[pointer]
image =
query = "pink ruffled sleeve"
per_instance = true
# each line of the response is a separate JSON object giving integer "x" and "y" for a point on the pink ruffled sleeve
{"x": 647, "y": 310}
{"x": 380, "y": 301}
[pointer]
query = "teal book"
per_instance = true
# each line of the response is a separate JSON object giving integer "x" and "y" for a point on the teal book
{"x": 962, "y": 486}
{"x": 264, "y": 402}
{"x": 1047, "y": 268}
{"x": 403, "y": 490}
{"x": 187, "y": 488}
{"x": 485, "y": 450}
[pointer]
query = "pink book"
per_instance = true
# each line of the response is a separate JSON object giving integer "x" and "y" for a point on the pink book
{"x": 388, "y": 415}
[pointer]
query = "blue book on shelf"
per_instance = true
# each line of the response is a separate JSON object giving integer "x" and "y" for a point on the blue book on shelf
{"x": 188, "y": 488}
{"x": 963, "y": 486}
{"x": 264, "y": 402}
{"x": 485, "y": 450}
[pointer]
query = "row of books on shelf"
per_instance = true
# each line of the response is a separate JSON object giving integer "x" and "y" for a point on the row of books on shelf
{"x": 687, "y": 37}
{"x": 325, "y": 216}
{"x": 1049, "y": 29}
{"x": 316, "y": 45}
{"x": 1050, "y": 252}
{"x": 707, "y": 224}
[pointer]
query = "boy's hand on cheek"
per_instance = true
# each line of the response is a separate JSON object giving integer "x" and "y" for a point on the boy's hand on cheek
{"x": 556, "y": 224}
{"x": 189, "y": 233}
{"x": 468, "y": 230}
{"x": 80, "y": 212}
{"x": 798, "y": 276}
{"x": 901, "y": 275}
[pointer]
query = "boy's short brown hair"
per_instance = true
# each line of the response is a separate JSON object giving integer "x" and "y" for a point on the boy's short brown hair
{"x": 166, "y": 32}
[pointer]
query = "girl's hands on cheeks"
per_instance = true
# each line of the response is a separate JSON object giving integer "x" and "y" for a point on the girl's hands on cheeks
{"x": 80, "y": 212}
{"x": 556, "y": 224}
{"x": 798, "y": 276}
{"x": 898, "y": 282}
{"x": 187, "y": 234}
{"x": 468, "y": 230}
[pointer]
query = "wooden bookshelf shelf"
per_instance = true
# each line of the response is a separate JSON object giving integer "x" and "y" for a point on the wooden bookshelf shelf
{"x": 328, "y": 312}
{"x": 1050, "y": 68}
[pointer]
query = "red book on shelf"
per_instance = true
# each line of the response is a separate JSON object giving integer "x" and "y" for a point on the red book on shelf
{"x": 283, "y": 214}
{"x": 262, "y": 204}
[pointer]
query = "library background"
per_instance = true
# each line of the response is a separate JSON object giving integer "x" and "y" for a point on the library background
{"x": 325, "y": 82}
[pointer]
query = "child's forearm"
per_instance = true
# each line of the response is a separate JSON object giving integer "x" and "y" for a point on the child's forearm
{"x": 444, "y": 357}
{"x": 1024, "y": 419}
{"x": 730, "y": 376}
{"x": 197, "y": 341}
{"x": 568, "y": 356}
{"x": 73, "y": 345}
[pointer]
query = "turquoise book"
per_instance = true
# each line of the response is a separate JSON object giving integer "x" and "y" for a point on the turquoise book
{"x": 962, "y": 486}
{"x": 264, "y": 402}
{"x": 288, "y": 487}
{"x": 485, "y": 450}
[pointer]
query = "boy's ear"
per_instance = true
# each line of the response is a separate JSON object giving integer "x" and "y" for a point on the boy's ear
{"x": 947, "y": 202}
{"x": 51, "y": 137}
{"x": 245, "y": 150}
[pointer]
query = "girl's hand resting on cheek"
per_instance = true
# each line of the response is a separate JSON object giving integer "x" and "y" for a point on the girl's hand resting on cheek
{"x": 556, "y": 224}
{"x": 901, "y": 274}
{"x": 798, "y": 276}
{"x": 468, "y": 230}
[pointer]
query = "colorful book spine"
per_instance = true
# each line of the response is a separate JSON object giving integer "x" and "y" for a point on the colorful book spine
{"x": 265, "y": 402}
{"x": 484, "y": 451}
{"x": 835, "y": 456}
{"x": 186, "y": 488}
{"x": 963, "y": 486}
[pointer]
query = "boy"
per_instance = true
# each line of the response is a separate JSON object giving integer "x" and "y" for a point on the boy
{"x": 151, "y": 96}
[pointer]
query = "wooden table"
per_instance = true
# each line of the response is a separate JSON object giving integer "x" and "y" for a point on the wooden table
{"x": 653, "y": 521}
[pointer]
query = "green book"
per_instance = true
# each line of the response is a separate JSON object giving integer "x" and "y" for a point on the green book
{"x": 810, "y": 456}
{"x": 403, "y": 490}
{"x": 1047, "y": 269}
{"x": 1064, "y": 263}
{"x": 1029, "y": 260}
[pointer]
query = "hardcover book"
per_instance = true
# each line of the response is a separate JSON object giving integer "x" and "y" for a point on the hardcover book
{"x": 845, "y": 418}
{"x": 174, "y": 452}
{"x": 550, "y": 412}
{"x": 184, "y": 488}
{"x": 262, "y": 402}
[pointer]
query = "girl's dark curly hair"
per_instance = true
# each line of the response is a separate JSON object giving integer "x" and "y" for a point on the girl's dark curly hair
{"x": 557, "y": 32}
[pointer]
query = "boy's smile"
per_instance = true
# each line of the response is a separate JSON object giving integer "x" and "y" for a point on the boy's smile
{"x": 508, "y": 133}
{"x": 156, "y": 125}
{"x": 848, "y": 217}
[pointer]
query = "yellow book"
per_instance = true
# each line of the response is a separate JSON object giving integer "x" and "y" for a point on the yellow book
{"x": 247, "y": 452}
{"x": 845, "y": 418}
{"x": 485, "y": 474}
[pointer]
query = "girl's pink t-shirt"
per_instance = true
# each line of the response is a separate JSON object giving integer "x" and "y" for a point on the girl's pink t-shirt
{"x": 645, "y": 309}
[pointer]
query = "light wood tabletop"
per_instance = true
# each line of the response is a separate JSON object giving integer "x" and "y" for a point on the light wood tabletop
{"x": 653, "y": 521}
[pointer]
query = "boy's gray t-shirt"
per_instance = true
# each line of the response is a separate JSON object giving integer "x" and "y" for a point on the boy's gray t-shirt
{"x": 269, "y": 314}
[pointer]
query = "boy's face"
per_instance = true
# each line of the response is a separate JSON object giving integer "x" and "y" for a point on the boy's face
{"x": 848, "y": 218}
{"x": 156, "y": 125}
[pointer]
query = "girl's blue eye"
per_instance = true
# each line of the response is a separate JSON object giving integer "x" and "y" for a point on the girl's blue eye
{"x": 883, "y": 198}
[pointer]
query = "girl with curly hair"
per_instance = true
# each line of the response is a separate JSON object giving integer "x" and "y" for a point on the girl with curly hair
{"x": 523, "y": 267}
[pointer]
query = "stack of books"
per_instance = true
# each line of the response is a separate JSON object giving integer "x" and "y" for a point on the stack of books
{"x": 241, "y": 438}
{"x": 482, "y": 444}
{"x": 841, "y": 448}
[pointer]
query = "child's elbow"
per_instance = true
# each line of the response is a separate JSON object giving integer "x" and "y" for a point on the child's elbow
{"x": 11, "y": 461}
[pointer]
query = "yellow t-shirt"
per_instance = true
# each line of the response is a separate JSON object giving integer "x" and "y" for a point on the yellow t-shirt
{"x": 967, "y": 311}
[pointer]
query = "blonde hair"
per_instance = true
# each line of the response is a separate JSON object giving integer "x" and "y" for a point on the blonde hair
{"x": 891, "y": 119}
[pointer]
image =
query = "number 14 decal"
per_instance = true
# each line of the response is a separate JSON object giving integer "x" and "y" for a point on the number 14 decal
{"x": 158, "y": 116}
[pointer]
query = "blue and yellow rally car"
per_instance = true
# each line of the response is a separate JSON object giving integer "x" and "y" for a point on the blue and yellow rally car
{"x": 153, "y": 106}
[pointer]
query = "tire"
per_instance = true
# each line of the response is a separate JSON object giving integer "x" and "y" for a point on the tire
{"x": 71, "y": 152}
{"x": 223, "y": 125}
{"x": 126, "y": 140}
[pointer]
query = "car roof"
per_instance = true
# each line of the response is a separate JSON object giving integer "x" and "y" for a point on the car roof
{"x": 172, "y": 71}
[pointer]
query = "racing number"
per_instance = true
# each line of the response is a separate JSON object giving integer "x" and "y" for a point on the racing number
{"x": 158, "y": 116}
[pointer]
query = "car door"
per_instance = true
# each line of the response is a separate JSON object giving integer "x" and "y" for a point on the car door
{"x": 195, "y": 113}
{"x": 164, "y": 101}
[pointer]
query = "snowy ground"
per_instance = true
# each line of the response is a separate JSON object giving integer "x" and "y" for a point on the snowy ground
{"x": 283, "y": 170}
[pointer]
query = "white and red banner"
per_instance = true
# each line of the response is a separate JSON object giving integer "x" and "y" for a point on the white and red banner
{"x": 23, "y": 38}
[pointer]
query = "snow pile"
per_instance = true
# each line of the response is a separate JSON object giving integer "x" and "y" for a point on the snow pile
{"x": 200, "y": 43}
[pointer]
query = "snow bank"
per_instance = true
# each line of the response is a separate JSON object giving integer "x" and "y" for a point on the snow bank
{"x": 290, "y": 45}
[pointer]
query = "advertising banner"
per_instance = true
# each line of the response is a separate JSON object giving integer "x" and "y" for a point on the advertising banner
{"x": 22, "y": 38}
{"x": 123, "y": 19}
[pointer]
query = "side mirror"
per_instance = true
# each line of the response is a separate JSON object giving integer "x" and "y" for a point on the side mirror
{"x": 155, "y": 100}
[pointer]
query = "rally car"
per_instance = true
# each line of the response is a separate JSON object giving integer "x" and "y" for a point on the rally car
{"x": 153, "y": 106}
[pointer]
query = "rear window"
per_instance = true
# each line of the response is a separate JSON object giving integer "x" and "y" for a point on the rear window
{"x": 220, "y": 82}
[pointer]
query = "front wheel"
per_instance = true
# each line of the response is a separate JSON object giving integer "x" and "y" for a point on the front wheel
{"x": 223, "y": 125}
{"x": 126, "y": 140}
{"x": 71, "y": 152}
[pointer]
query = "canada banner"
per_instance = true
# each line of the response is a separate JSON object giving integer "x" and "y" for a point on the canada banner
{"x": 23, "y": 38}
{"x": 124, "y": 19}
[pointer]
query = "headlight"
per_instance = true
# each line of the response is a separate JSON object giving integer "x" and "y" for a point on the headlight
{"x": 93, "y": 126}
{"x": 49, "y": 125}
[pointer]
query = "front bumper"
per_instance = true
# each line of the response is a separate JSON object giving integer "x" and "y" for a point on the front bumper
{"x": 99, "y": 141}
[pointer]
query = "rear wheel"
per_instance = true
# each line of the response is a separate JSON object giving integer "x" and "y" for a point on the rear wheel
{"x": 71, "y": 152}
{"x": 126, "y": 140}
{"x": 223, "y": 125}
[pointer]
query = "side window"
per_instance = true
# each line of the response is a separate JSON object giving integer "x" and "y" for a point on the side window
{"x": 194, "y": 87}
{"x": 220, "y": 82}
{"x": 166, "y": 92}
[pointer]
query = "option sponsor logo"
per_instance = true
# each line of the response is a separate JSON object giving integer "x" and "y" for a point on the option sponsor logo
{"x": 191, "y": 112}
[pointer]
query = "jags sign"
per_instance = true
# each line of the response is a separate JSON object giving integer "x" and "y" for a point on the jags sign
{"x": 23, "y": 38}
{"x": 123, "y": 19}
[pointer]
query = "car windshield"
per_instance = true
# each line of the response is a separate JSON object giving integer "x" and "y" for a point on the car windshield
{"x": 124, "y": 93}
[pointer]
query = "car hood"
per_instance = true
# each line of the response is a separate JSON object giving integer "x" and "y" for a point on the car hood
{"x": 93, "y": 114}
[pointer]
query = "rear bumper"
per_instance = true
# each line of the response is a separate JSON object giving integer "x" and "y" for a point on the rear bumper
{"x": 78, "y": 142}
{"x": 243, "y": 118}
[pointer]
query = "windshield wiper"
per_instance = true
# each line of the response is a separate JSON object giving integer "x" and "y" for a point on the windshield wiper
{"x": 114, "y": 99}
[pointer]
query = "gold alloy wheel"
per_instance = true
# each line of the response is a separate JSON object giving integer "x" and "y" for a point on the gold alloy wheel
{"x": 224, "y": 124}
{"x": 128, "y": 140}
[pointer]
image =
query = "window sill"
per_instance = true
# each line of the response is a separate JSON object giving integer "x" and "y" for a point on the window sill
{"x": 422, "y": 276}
------------------------------------------------------------------------
What to do: Give only the number of lines in the entries above that contain the string "alloy".

Response: 2